(Exercise prompt): Please turn all of the data below into a JSON list of strings, one string per line, skipping blank lines and leaving out the pictures.

(Record set):
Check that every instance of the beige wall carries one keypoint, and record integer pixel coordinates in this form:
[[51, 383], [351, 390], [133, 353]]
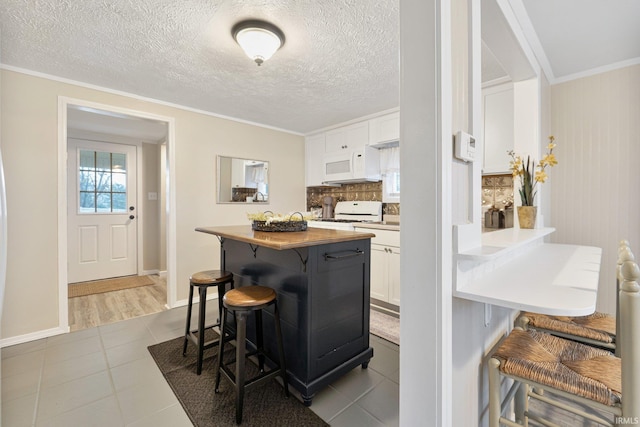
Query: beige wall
[[471, 339], [594, 193], [151, 208], [29, 146]]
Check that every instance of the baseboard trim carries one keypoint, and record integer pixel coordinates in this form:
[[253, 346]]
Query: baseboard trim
[[20, 339]]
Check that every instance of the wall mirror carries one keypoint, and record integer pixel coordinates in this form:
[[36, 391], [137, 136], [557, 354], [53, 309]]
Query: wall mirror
[[242, 180]]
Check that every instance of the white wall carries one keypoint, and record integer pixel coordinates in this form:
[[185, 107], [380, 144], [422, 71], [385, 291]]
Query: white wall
[[596, 184], [29, 144]]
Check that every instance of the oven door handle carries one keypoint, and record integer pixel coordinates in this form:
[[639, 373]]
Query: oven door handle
[[343, 255]]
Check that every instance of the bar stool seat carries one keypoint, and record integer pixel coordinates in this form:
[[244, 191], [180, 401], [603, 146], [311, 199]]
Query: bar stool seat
[[243, 301], [203, 280]]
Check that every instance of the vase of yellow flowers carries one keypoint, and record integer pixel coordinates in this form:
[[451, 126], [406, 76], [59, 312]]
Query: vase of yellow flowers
[[530, 175]]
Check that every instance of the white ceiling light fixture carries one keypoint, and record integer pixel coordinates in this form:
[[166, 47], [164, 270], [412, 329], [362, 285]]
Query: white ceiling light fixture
[[259, 39]]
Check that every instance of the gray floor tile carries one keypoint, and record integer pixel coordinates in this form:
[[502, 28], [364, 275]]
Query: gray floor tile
[[20, 385], [139, 402], [133, 332], [383, 402], [162, 335], [120, 325], [329, 402], [71, 369], [358, 382], [385, 360], [129, 352], [173, 416], [135, 373], [71, 395], [19, 412], [24, 348], [22, 363], [73, 336], [72, 349], [102, 413], [108, 371], [355, 416]]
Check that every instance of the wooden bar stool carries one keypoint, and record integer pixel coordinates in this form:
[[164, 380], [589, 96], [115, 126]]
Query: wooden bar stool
[[203, 280], [243, 301]]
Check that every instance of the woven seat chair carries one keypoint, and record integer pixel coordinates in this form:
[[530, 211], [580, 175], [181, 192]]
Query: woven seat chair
[[543, 366], [597, 329]]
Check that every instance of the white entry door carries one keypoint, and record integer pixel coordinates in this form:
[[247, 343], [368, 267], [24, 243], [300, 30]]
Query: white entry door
[[101, 214]]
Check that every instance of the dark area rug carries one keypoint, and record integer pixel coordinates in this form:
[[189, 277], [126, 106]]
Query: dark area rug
[[264, 405]]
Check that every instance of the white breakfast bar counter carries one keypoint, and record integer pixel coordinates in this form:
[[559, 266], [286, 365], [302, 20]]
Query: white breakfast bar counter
[[515, 269]]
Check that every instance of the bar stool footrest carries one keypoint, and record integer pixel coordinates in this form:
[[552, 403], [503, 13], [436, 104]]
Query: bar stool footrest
[[258, 379]]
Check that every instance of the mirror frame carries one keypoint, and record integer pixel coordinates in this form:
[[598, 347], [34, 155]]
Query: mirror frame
[[219, 183]]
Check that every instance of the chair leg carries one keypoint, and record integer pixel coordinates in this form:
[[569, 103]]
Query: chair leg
[[201, 316], [219, 362], [283, 366], [221, 291], [494, 393], [188, 326], [259, 339], [241, 318], [521, 404]]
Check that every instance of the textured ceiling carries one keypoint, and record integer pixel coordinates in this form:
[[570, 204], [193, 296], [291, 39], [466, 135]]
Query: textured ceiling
[[339, 62], [572, 38]]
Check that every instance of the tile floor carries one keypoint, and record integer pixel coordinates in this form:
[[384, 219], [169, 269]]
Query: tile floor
[[105, 376]]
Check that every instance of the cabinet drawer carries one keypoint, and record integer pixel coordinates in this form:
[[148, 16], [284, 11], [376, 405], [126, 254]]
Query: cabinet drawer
[[383, 237]]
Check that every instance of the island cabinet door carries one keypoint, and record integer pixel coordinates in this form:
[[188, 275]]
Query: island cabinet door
[[339, 302]]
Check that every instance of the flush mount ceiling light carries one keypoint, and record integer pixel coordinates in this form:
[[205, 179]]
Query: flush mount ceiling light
[[259, 39]]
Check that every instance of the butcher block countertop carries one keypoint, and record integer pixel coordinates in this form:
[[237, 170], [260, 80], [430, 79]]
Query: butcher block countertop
[[284, 240]]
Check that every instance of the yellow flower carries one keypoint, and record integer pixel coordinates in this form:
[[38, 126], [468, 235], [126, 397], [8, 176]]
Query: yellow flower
[[541, 176], [549, 159]]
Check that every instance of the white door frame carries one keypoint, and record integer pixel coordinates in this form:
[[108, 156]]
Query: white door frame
[[63, 104]]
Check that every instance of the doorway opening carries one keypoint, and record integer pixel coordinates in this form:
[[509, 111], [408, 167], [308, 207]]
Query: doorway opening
[[115, 211]]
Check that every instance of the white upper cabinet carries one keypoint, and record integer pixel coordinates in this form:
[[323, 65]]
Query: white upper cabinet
[[498, 107], [347, 138], [384, 130], [314, 151]]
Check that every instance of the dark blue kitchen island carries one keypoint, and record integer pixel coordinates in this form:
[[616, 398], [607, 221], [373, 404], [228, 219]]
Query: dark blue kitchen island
[[322, 280]]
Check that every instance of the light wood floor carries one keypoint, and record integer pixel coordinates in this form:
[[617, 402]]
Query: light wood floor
[[109, 307]]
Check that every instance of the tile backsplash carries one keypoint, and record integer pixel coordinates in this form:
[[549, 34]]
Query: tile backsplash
[[366, 191], [497, 190]]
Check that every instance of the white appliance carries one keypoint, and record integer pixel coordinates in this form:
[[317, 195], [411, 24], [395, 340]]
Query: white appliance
[[3, 235], [347, 214], [347, 166]]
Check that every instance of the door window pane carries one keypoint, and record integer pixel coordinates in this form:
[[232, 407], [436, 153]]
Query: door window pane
[[102, 182]]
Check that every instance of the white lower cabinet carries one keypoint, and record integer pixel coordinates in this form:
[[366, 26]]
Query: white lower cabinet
[[385, 265]]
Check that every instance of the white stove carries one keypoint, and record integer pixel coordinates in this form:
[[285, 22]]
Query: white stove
[[347, 214]]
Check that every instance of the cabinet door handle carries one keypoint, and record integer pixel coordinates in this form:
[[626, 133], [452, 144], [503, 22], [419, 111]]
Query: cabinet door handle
[[343, 255]]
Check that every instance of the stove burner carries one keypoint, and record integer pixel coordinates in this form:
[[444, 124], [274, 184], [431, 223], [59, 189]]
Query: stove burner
[[341, 220]]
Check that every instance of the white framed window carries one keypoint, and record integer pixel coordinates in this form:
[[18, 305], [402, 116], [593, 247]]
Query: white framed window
[[102, 182]]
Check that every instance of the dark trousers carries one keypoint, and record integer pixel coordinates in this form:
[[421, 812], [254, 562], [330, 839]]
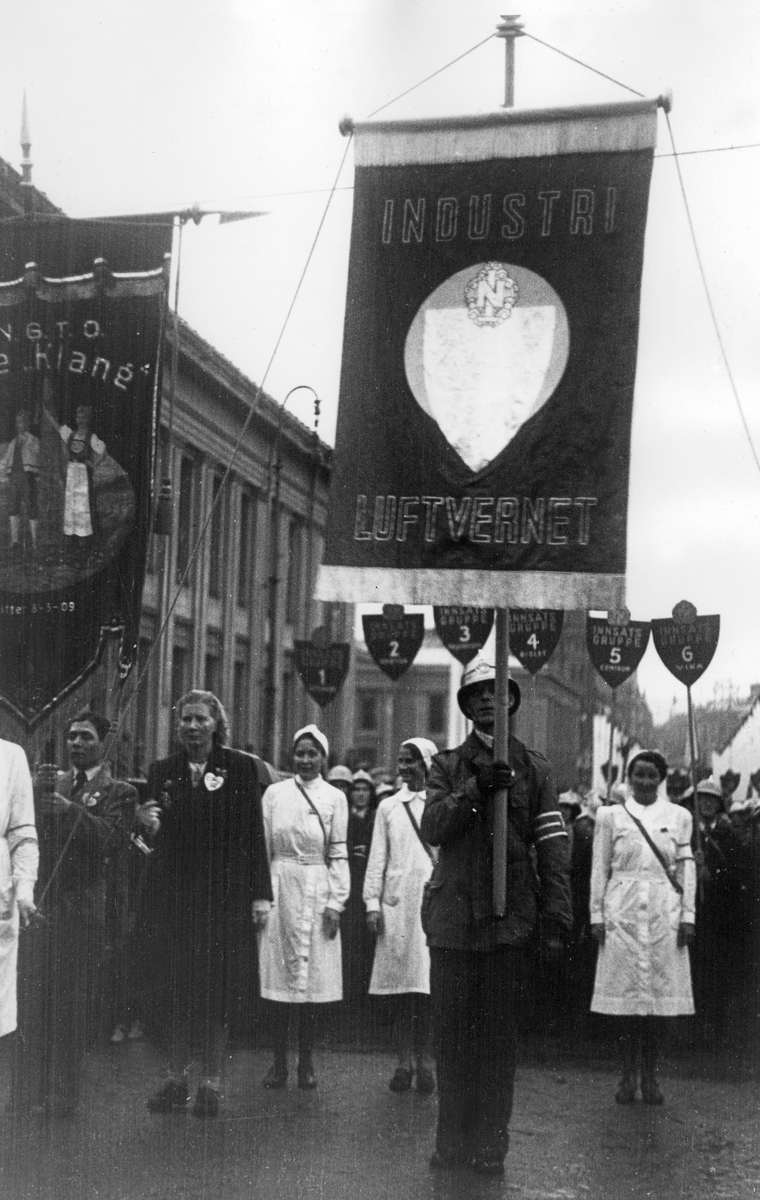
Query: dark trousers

(Answer to this problem):
[
  "Check that every instance of the beige wall carries one keypoint, and record integer pixel coordinates in this form:",
  "[[51, 383], [351, 390], [133, 353]]",
  "Query: beige wall",
  "[[471, 339], [594, 193], [151, 208], [29, 146]]",
  "Check that every instance of the baseboard trim carries one keypoint, and record integer pixel coordinates in this form:",
  "[[253, 346]]",
  "Query: baseboard trim",
  "[[20, 339]]",
  "Check that every instance of the wall mirror carries one keypoint, and record integer pixel coordinates in this form:",
  "[[36, 391], [137, 136], [557, 354], [53, 309]]",
  "Query: wall mirror",
  "[[242, 180]]",
  "Check that every instance of the white wall carries one keypoint, and record integer pixel coordinates in this form:",
  "[[185, 107], [380, 144], [422, 71], [385, 291]]",
  "Query: white wall",
  "[[596, 184], [29, 144]]",
  "Check that every instance of the oven door handle carries one keypoint, and record integer pixel coordinates in this form:",
  "[[639, 373]]",
  "Query: oven door handle",
  "[[343, 255]]",
  "Check that every instance of the bar stool seat carries one keypoint, and record integer pixel coordinates in this form:",
  "[[244, 191], [180, 401], [603, 146], [311, 199]]",
  "Query: bar stool seat",
  "[[243, 301], [203, 280]]",
  "Check that every instance of the vase of yellow flowers carries one keypoint, and record integer pixel coordinates in this form:",
  "[[451, 126], [406, 76], [59, 312]]",
  "Query: vase of yellow flowers",
  "[[530, 175]]",
  "Check that every instance of the white ceiling light fixture carries one keypoint, and record integer pixel coordinates in this form:",
  "[[166, 47], [164, 270], [412, 329], [362, 285]]",
  "Query: white ceiling light fixture",
  "[[259, 39]]",
  "Check that every instance of the gray floor tile carries one keypoint, and record integer pixel coordinates in this form:",
  "[[502, 28], [364, 275]]",
  "Query: gray floor tile",
  "[[20, 385], [139, 402], [133, 332], [383, 402], [162, 335], [120, 325], [329, 402], [71, 369], [358, 382], [385, 360], [129, 352], [173, 416], [135, 373], [71, 395], [19, 412], [24, 348], [22, 363], [73, 336], [72, 349], [102, 413], [108, 371], [355, 416]]",
  "Check that every instance of the wooden bar stool carries one keypoint, and record integer pixel coordinates in this form:",
  "[[164, 380], [589, 96], [115, 126]]",
  "Query: wooden bar stool",
  "[[203, 280], [243, 301]]",
  "Check that every instance of the woven seat chair carries one keypoint, and record integer pixel coordinates in this form:",
  "[[530, 211], [580, 175], [181, 192]]",
  "Query: woven seat chair",
  "[[543, 366], [597, 329]]",
  "Check that every instance of the white entry door carries one keypoint, and record integer pixel coordinates in this form:",
  "[[247, 343], [368, 267], [24, 243], [300, 30]]",
  "Query: white entry door",
  "[[101, 214]]",
  "Check that every instance of the dark area rug carries one keypoint, and record integer pixel coordinates in this form:",
  "[[189, 277], [126, 106]]",
  "Query: dark area rug",
  "[[264, 405]]",
  "Check that every instance of the white breakfast bar counter carries one keypoint, and record integer pixel coordinates in this form:",
  "[[559, 266], [286, 365], [302, 20]]",
  "Query: white breakfast bar counter",
  "[[515, 269]]",
  "Check that every instance of the bar stool footrest carries one keypoint, and record integer pixel coordinates in this form:",
  "[[552, 403], [503, 13], [436, 104]]",
  "Query: bar stool footrest",
  "[[258, 379]]",
  "Check that every instance of the mirror frame carries one keypoint, and record integer pixel coordinates in this form:",
  "[[598, 347], [34, 155]]",
  "Query: mirror frame",
  "[[219, 183]]",
  "Check that every instance of the chair leg carries one keypoint, and record integer pixel coordinates in this form:",
  "[[569, 103]]",
  "Query: chair leg",
  "[[201, 316], [219, 362], [283, 366], [221, 291], [494, 393], [188, 326], [259, 339], [241, 318], [521, 404]]",
  "Check that every instance of the textured ceiling carries one keypoint, and record integer pixel coordinates in this form:",
  "[[570, 204], [193, 296], [291, 39], [466, 135]]",
  "Query: textured ceiling",
  "[[339, 62], [572, 38]]",
  "Check that every instance of the tile floor carries one keypoint, and record integer pixel coordinates in this form:",
  "[[384, 219], [169, 269]]",
  "Query: tile floor",
  "[[105, 376]]",
  "Check that every instance of the cabinet drawer carries one keypoint, and record integer pixel coordinates in this form:",
  "[[148, 16], [284, 11], [376, 405], [126, 254]]",
  "Query: cabinet drawer",
  "[[383, 237]]",
  "Check that every instance of the island cabinet door carries one keypoint, and record integer pixel coordinates in this form:",
  "[[188, 275]]",
  "Query: island cabinet door",
  "[[339, 302]]",
  "Check that every instance of the flush mount ceiling light carries one keypoint, and record integer pixel coordinates in this form:",
  "[[205, 179]]",
  "Query: flush mount ceiling light",
  "[[259, 39]]",
  "Check that every instance of the butcher block countertop carries one keypoint, and record integer pixel coordinates in this form:",
  "[[237, 170], [260, 80], [430, 79]]",
  "Query: butcher block countertop",
  "[[284, 240]]",
  "Check that every instance of the yellow flower carries one keypoint, and record integer pixel coordinates in this form:",
  "[[38, 126], [468, 235], [126, 397], [8, 176]]",
  "Query: yellow flower",
  "[[541, 176], [549, 159]]",
  "Check that every instance of the white door frame carries one keypoint, and record integer pixel coordinates in this form:",
  "[[108, 156]]",
  "Query: white door frame",
  "[[63, 104]]",
  "Check that every instance of the doorway opening carries one keypoint, and record integer pixel coordinates in this form:",
  "[[509, 111], [408, 167], [308, 207]]",
  "Query: doorway opening",
  "[[115, 211]]",
  "Check that every instance of the white upper cabinet carries one keypoint, and record integer pixel coordinates in this form:",
  "[[323, 65]]",
  "Query: white upper cabinet",
  "[[498, 107], [347, 138], [384, 130], [314, 151]]",
  "Check that every instance of the dark blue kitchen island carries one keypoint, and record integer pixel coordinates in this form:",
  "[[616, 398], [607, 221], [373, 404], [228, 219]]",
  "Query: dark blue kitchen island",
  "[[322, 280]]",
  "Check that every instance of the light wood floor carries one keypoint, and record integer pixel coordinates in this form:",
  "[[617, 402]]",
  "Query: light wood floor",
  "[[109, 307]]",
  "Check that every instance of the tile backsplash carries one keypoint, and record integer pixel coordinates in this form:",
  "[[549, 34]]",
  "Query: tile backsplash",
  "[[366, 191], [497, 190]]",
  "Check that every instance of the white appliance carries one keypoint, and record integer pixel coordinates in this form:",
  "[[317, 195], [411, 24], [395, 340]]",
  "Query: white appliance",
  "[[3, 235], [347, 214], [347, 166]]",
  "Check that every instance of the door window pane carries one keypoint, and record integer pixel coordinates in this form:",
  "[[232, 407], [436, 153]]",
  "Query: door window pane",
  "[[102, 182]]",
  "Check that every instance of the white lower cabinet carries one keypoint, and record integer pixel coordinates in this form:",
  "[[366, 26]]",
  "Query: white lower cabinet",
  "[[385, 265]]",
  "Check that every instance of the white stove carries one keypoint, and record integer pixel coordinates in this form:",
  "[[285, 22]]",
  "Query: white stove",
  "[[347, 214]]",
  "Check that every instance of the cabinet door handle carries one keypoint, and record integer pixel coordinates in this form:",
  "[[626, 133], [452, 144], [503, 22], [419, 111]]",
  "Query: cabinet door handle",
  "[[343, 255]]",
  "Check that every instance of the stove burner carries one keypoint, and record integer pixel coordinates in this form:",
  "[[444, 124], [274, 184], [431, 223], [59, 189]]",
  "Query: stove burner",
  "[[341, 220]]",
  "Check that every instance of the white framed window carries one keypoint, and record integer pixel coordinates in this form:",
  "[[18, 305], [402, 116], [593, 247]]",
  "Query: white framed window",
  "[[102, 182]]",
  "Check that every instance of the dark trousers carries one keypoint, and record integer pixel coordinates in this form:",
  "[[421, 812], [254, 562], [330, 839]]",
  "Query: dark trousers"
]